(Items from a dataset)
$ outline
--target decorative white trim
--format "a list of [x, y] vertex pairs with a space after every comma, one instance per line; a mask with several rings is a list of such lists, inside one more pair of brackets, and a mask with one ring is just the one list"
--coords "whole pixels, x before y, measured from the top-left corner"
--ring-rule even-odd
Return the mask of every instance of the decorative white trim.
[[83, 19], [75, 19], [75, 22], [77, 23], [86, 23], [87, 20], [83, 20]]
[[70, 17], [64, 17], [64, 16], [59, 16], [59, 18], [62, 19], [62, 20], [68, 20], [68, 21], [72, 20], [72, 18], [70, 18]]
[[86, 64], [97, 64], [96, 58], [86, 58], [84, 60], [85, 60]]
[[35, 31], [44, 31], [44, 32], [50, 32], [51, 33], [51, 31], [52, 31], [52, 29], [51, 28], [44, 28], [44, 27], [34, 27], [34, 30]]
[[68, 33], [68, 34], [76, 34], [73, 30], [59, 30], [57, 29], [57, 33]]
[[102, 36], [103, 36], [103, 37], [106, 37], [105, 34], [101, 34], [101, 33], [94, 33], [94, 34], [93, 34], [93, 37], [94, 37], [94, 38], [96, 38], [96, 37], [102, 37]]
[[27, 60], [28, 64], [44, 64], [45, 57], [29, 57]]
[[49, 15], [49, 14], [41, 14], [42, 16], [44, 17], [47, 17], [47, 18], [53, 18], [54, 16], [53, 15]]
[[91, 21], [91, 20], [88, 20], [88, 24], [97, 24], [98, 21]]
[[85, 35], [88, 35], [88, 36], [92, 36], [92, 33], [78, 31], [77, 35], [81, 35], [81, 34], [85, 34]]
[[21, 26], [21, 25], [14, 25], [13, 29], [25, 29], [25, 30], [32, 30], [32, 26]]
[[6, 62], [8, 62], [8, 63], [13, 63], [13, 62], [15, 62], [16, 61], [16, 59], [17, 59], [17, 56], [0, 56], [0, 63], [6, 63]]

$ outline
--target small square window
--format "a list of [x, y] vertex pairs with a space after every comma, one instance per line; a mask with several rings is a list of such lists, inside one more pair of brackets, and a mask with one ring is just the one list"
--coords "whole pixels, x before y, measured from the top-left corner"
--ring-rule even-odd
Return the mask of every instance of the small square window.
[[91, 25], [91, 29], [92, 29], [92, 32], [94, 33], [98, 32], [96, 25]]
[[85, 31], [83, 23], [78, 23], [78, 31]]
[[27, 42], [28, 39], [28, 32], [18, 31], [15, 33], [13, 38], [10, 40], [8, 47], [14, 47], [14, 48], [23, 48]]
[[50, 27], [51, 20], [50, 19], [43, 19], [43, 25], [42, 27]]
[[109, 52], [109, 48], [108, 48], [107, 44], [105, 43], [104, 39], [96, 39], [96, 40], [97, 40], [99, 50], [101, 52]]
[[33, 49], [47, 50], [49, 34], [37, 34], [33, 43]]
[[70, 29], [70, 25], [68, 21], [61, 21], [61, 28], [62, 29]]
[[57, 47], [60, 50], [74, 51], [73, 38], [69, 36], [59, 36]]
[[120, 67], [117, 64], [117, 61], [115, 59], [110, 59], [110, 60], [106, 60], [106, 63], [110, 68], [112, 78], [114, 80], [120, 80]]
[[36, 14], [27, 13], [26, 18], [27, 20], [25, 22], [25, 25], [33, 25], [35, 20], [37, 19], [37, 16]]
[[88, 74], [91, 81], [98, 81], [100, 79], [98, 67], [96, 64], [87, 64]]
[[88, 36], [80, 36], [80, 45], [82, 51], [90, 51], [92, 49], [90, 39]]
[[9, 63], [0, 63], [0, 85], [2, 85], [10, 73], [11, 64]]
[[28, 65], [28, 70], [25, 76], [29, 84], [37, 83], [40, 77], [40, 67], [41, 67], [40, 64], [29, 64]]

● **Requirement**: Write out each of the lines above word for word.

● **The result**:
$ outline
--target decorative white trim
--format "a list of [x, y] vertex pairs with a space after every comma, one instance per line; a mask with several rings is a list of such lists, inside one more pair of brackets, and a mask with one ring is just the one list"
--coords "whole pixels, x before y, measured from the top-left corner"
--ring-rule even-odd
Return the mask of every instance of the decorative white trim.
[[83, 19], [75, 19], [75, 22], [77, 23], [86, 23], [87, 20], [83, 20]]
[[70, 17], [64, 17], [64, 16], [59, 16], [59, 18], [62, 19], [62, 20], [68, 20], [68, 21], [72, 20], [72, 18], [70, 18]]
[[86, 64], [97, 64], [96, 58], [86, 58], [84, 60], [85, 60]]
[[35, 31], [44, 31], [44, 32], [50, 32], [51, 33], [51, 31], [52, 31], [52, 29], [51, 28], [44, 28], [44, 27], [34, 27], [34, 30]]
[[68, 33], [68, 34], [76, 34], [73, 30], [59, 30], [57, 29], [57, 33]]
[[102, 36], [103, 36], [103, 37], [106, 37], [105, 34], [101, 34], [101, 33], [94, 33], [94, 34], [93, 34], [93, 37], [94, 37], [94, 38], [96, 38], [96, 37], [102, 37]]
[[27, 60], [28, 64], [44, 64], [45, 57], [29, 57]]
[[49, 15], [49, 14], [41, 14], [42, 16], [44, 17], [47, 17], [47, 18], [53, 18], [54, 16], [53, 15]]
[[91, 21], [91, 20], [88, 20], [88, 24], [97, 24], [98, 21]]
[[85, 35], [88, 35], [88, 36], [92, 36], [92, 33], [78, 31], [77, 35], [81, 35], [81, 34], [85, 34]]
[[21, 26], [21, 25], [14, 25], [13, 29], [25, 29], [25, 30], [32, 30], [32, 26]]
[[6, 62], [8, 62], [8, 63], [13, 63], [13, 62], [15, 62], [16, 61], [16, 59], [17, 59], [17, 56], [0, 56], [0, 63], [6, 63]]

$ outline
--target small square window
--format "a list of [x, y] vertex pairs with a space after every comma, one instance per line; a mask with several rings is a list of such lists, inside one more pair of brackets, and a mask with one ring is just the one list"
--coords "whole pixels, x before y, measured from the top-left corner"
--ring-rule even-odd
Return the mask of every instance of the small square window.
[[91, 25], [91, 29], [92, 29], [92, 32], [94, 33], [98, 32], [96, 25]]
[[85, 31], [83, 23], [78, 23], [78, 31]]
[[27, 42], [28, 39], [28, 32], [18, 31], [15, 33], [13, 38], [10, 40], [8, 47], [14, 47], [14, 48], [23, 48]]
[[50, 27], [51, 20], [50, 19], [43, 19], [43, 25], [42, 27]]
[[109, 52], [109, 48], [108, 48], [107, 44], [105, 43], [104, 39], [96, 39], [96, 40], [97, 40], [99, 50], [101, 52]]
[[33, 49], [47, 50], [49, 34], [37, 34], [33, 43]]
[[70, 29], [70, 25], [68, 21], [61, 21], [61, 28], [62, 29]]
[[57, 47], [60, 50], [74, 51], [73, 38], [69, 36], [59, 36]]
[[120, 67], [117, 64], [117, 61], [115, 59], [110, 59], [110, 60], [106, 60], [106, 63], [110, 68], [112, 78], [114, 80], [120, 80]]
[[36, 14], [27, 13], [26, 18], [27, 20], [25, 22], [25, 25], [33, 25], [35, 20], [37, 19], [37, 16]]
[[88, 74], [91, 81], [98, 81], [100, 79], [98, 67], [96, 64], [87, 64]]
[[88, 36], [80, 36], [80, 45], [82, 51], [90, 51], [92, 49], [90, 39]]
[[9, 63], [0, 63], [0, 85], [2, 85], [10, 73], [11, 64]]
[[28, 65], [28, 70], [25, 76], [29, 84], [37, 83], [40, 77], [40, 67], [41, 67], [40, 64], [29, 64]]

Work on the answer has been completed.